--- START Entries supplied ---

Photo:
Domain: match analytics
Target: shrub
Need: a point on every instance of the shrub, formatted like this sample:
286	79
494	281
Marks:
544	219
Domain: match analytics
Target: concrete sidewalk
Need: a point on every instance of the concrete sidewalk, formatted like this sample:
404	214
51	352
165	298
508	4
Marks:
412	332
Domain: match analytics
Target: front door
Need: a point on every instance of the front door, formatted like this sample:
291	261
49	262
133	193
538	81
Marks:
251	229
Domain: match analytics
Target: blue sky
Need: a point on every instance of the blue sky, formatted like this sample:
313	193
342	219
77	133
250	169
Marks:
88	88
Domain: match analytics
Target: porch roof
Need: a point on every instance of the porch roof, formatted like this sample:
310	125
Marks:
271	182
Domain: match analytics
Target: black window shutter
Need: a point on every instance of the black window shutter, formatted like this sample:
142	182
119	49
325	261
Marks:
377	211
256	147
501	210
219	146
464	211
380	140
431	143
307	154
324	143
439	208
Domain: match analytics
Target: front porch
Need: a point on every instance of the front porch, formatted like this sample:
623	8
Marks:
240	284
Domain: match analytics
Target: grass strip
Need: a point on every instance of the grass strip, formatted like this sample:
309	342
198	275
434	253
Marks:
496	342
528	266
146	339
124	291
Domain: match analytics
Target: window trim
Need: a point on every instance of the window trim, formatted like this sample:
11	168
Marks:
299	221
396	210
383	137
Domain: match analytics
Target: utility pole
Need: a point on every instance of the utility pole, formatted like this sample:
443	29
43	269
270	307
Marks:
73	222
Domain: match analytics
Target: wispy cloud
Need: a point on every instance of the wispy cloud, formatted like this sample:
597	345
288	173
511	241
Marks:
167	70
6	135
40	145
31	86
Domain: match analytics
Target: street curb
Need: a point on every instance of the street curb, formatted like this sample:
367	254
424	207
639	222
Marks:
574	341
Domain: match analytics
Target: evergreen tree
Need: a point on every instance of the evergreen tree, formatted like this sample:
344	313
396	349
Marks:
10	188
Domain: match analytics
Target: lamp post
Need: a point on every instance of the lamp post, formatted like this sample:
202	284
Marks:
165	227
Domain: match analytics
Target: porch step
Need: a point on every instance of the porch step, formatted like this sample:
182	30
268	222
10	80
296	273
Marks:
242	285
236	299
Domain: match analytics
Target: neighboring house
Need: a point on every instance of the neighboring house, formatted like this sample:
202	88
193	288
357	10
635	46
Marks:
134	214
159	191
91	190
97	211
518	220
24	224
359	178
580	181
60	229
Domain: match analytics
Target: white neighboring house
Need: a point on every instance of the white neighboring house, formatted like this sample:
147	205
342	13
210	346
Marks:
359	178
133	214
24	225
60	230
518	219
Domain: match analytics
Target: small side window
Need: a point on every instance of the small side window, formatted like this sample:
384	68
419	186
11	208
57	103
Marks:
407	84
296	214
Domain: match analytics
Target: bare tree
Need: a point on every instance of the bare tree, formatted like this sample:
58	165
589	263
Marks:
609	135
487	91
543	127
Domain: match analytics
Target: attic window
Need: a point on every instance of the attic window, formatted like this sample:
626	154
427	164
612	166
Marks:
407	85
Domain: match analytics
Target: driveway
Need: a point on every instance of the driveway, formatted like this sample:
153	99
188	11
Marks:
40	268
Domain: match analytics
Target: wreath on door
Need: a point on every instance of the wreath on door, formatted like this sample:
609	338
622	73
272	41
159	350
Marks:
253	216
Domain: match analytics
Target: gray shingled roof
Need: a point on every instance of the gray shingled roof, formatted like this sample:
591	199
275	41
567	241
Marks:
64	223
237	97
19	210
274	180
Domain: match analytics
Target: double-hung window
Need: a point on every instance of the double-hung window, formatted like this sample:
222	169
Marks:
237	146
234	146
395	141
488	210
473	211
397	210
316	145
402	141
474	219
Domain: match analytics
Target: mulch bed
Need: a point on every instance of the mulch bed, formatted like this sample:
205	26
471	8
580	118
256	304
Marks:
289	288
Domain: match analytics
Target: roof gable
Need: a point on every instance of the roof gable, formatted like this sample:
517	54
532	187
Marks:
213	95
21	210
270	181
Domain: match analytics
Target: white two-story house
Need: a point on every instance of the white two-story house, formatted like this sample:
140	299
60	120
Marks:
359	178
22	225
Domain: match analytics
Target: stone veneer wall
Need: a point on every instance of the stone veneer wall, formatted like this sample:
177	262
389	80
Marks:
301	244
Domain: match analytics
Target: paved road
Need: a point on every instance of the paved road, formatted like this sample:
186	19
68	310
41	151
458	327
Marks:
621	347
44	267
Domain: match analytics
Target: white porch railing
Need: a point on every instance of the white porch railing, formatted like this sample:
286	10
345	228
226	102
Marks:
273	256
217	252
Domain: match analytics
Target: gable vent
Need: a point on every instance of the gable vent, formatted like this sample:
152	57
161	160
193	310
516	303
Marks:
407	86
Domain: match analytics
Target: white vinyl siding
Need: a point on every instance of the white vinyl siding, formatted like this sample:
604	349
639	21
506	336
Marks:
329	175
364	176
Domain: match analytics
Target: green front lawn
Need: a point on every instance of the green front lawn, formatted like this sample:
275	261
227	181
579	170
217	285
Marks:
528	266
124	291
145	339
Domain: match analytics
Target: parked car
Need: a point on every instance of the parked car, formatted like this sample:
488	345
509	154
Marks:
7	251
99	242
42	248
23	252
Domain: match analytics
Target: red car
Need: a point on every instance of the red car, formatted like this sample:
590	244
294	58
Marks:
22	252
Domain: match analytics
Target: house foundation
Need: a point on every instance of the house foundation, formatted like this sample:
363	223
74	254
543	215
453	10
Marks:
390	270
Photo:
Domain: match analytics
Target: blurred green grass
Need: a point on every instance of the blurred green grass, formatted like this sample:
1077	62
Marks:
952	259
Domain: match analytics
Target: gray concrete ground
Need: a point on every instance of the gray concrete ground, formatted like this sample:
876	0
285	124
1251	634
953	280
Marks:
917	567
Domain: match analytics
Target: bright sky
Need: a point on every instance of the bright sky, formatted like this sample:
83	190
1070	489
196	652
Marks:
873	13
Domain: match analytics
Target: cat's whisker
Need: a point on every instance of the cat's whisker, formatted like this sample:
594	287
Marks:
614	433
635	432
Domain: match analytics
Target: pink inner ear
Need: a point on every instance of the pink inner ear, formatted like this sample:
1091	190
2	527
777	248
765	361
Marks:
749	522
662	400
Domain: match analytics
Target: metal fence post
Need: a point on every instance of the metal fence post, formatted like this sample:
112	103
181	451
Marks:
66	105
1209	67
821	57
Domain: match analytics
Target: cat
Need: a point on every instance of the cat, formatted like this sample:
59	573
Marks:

--- END Entries supplied ---

Directions for this task:
Write out the entries in full, exactly as given.

Written response:
Photo:
Domain: match analytics
Target: shrub
Need: a point on every instance of the shrub, formatted like this sample:
286	79
494	281
Marks:
544	219
Domain: match analytics
Target: concrete sidewalk
Need: a point on every instance of the concrete sidewalk, formatted like this sample:
404	214
51	352
165	298
508	4
Marks:
412	332
Domain: match analytics
Target: front door
Need: a point on every instance of the front door, formatted like this sample:
291	261
49	262
133	193
538	81
Marks:
251	229
Domain: match analytics
Target: blue sky
Need: a point on every instance of the blue sky, formatted like this sample:
313	193
342	219
77	133
250	169
Marks:
88	88
Domain: match analytics
Target: porch roof
Need: a point on every instance of the porch roof, formatted like this sample:
310	125
Marks:
271	182
Domain: match analytics
Target: black window shutter
Need: a point on every instance of the black window shutter, formatted like this sample:
142	182
119	49
325	261
Marks:
377	211
256	147
501	210
219	146
464	211
380	140
431	143
307	154
324	143
439	208
Domain: match analytics
Target: front porch
Need: a point on every instance of the front porch, formatted like this sample:
623	8
Marks:
240	284
Domain: match analytics
Target: grass strip
Need: a point on every instance of the grass strip, formatted like this sample:
309	342
198	275
434	253
Marks:
496	342
528	266
146	339
124	291
Domain: match analytics
Target: window trim
Need: a point on every instance of the window trim, formatted like this sample:
11	168
Marks:
299	221
396	210
383	137
Domain: match analytics
Target: utility pole
Need: a point on every instance of the utility pole, formatted like this sample:
443	29
43	269
270	307
Marks:
73	222
Domain: match analytics
Target: wispy cloud
Need: a point on every instance of the wispy cloud, formatted like this sample:
597	345
288	173
511	241
Marks:
167	70
6	135
40	145
31	86
Domain: match analytics
Target: street curb
Need: a point on every instance of the street curb, formatted like this sample:
367	254
424	207
639	222
Marks:
574	341
Domain: match analytics
Target: evergreen tree
Need: a point on every instance of the evergreen tree, formatted like this sample:
344	313
396	349
Marks:
10	188
Domain: match analytics
Target: lamp post
Need: a point on every instance of the lamp post, formatted like this sample:
202	284
Marks:
165	227
Domain: match analytics
Target: porch step
Need: a point on every instance of the porch step, formatted like this sample:
182	30
268	222
10	80
296	273
Marks:
242	285
236	299
Domain: match analytics
Target: neighboring house
Need: a point on every instance of the neighboring house, formatted like this sample:
202	88
193	288
357	10
635	46
Marks:
134	214
159	191
91	190
97	211
518	220
24	224
359	178
580	181
60	229
Domain: match analytics
Target: white neighboring house
Need: a point on every instance of the white neighboring house, formatted like this sample:
147	205
342	13
210	346
Marks:
359	178
133	214
24	225
60	230
518	219
Domain: match analytics
Target: small side window
Need: a point on every instance of the small side window, formatted like this sample:
384	68
419	186
11	208
57	103
Marks:
407	84
296	214
Domain: match analytics
Target: bare tree
Need: a point on every instance of the bare tree, formatted like this sample:
58	165
589	263
Marks:
609	135
487	91
543	127
Domain: match analytics
Target: attic window
Need: a point on every instance of the attic window, formatted like this sample:
626	154
427	164
612	166
Marks:
407	85
Domain: match analytics
Target: driveway
Need: a point on every instance of the driveway, formatted like this sample:
153	99
188	11
Marks:
40	268
Domain: match analytics
Target: wreath on door
Need: a point on every instance of the wreath on door, formatted like this sample:
609	338
622	73
272	41
159	350
Marks:
253	216
Domain: match analytics
Target: gray shingled roof
Need: a point on every instance of the gray shingled roof, formatted like this sample:
591	199
275	41
567	241
Marks:
64	223
237	97
19	210
274	180
Domain: match analytics
Target: double-hung window
Need: a point on every instance of the double-hung window, formatted like this sample:
222	169
Marks:
237	146
234	146
395	141
488	210
473	211
397	210
316	145
402	141
474	219
Domain: match analytics
Target: mulch bed
Need: a point on every instance of the mulch bed, formatted like this sample:
205	26
471	8
580	118
256	304
Marks:
289	288
Domain: match analytics
Target: roof gable
Need: a point on every instance of the roof gable, formatted like this sample:
517	54
532	187
Marks:
213	95
21	210
270	181
Domain: match analytics
Target: white two-story house
Need: a point on every instance of the white two-story house, formatted like this sample:
140	299
60	120
Marks:
359	178
22	225
Domain: match analytics
Target: stone veneer wall
Need: a point on every instance of the stone veneer wall, formatted like this sample:
177	262
389	80
Marks:
301	244
Domain: match analytics
Target: paved road
Need: a point on every instance of the paved road, formatted like this sample:
186	19
68	310
41	151
458	327
Marks:
621	347
44	267
Domain: match analytics
Target: white porch railing
Need: a point on every instance of the white porch railing, formatted like this sample:
286	10
345	228
226	102
Marks:
273	256
217	252
Domain: match analytics
Target: gable vent
Need: a point on every instance of the gable vent, formatted like this sample:
152	57
161	160
193	310
516	303
Marks:
407	86
Domain: match analytics
Target: white vinyl siding
Need: a point on every instance of the white vinyl siding, formatted like this sample:
604	349
639	21
506	336
Marks:
329	175
364	176
Domain: match analytics
Target: green front lawn
Need: a point on every instance of the green front lawn, formatted like this sample:
275	261
227	181
579	170
217	285
Marks:
528	266
124	291
145	339
Domain: match analytics
Target: parked car
Need: a point on every instance of the parked car, formatted like this sample:
488	345
509	154
Marks:
7	251
99	242
42	248
23	252
Domain: match analytics
Target: red car
Need: a point on every instance of the red car, formatted like this sample:
590	244
294	58
Marks:
22	252
Domain: match analytics
Target: house foundation
Need: a point on every instance of the house foundation, formatted like this sample:
363	223
74	254
543	215
453	10
Marks:
390	270
Photo:
Domain: match analytics
Target: blurred green grass
Need: a point on every instance of the blurred green grass, formatted like this sample:
1077	62
Marks:
952	259
Domain: match analytics
Target: gray concrete ground
Need: a point on every instance of the gray concrete ground, formatted like this sample:
876	0
285	124
1251	634
953	280
Marks:
917	567
Domain: match analytics
Target: bright sky
Need: a point on every instance of the bright sky, formatted like this sample:
83	190
1070	489
196	652
Marks:
873	13
Domain: match analytics
Target: cat's whisker
Need: a point on every instance of the cat's whisker, formatted like this sample:
594	287
Marks:
614	433
635	432
Domain: match analytics
Target: pink inner ear
Need: a point on every instance of the pink inner ear, formatted like this sample:
1091	190
2	527
777	248
765	361
Marks:
749	522
662	400
Domain: match analytics
Target: metal fence post
Need: a point on every instance of the metal fence post, formatted like this sample:
112	103
181	451
Marks:
66	105
1209	67
821	57
Domain: match analytics
Target: cat
Need: a point on every instance of the cat, formatted like this sample:
59	573
Marks:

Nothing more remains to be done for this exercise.